→ **Data to use**
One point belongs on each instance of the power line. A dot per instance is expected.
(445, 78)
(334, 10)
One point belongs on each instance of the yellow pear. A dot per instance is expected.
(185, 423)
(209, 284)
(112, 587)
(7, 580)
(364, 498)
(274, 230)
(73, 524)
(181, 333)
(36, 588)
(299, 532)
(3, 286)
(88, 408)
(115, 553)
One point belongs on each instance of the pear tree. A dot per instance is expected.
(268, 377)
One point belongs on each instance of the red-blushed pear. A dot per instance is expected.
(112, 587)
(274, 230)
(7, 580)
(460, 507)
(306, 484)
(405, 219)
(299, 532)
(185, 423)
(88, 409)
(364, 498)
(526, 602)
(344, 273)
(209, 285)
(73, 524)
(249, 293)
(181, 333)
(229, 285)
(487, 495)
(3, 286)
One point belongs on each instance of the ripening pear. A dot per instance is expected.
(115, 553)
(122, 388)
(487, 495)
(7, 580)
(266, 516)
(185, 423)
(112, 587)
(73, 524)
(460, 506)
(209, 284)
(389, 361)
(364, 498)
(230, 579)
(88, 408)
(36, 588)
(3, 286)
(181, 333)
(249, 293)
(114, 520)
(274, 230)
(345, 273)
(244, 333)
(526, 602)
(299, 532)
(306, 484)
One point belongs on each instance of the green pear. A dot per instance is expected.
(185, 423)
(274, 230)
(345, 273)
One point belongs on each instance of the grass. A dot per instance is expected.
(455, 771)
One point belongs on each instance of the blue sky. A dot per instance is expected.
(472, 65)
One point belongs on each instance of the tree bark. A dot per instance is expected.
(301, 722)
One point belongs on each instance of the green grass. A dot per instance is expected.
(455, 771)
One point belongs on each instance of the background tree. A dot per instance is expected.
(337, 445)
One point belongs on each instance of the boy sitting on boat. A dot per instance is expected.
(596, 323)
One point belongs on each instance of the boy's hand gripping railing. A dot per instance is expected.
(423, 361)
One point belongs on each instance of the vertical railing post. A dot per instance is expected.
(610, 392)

→ **Goal of the exercise**
Reproduce the data in its entirety, matching each character.

→ **Answer below**
One point belongs on each instance of the power line. A dot per instance is expected.
(445, 78)
(334, 10)
One point belongs on each instance of the yellow pear. A dot per instance is expected.
(185, 423)
(209, 284)
(112, 587)
(7, 580)
(364, 498)
(274, 230)
(73, 524)
(181, 333)
(36, 588)
(299, 532)
(3, 286)
(88, 408)
(115, 553)
One point belongs on each instance of the pear tree. A dot per instance is expected.
(268, 377)
One point belongs on each instance of the red-blushed pear. A dot per instance is expected.
(112, 587)
(274, 230)
(7, 580)
(460, 507)
(306, 484)
(405, 219)
(299, 532)
(185, 423)
(88, 409)
(364, 498)
(526, 602)
(344, 273)
(209, 285)
(73, 524)
(249, 293)
(181, 333)
(229, 285)
(487, 495)
(3, 286)
One point belongs on each instance of the ripening pear. A dot per instance is expected.
(115, 553)
(122, 388)
(487, 495)
(7, 580)
(266, 516)
(185, 423)
(112, 587)
(73, 524)
(460, 506)
(209, 284)
(389, 361)
(364, 498)
(230, 579)
(88, 408)
(36, 588)
(3, 286)
(181, 333)
(249, 293)
(114, 520)
(274, 230)
(345, 273)
(244, 333)
(526, 602)
(299, 532)
(306, 484)
One point belongs on each instance of the green pear. A dot per instance is expected.
(185, 423)
(274, 230)
(345, 273)
One point belongs on each instance of the grass. A dot per instance is expected.
(455, 771)
One point belongs on each instance of the blue sky. A dot per instance is expected.
(472, 65)
One point belongs on each instance of the tree bark. A dot per instance is expected.
(301, 722)
One point belongs on each instance of the green grass. A dot per instance is expected.
(455, 771)
One point belongs on each instance of the background tree. A dot per instance is expected.
(337, 445)
One point belongs on each instance of the boy sitting on boat. A dot per instance is expected.
(596, 323)
One point belongs on each instance of the boy's hand gripping railing. A dot per instance is expected.
(423, 361)
One point belongs on each instance of the vertical railing post. A dot per instance is expected.
(610, 392)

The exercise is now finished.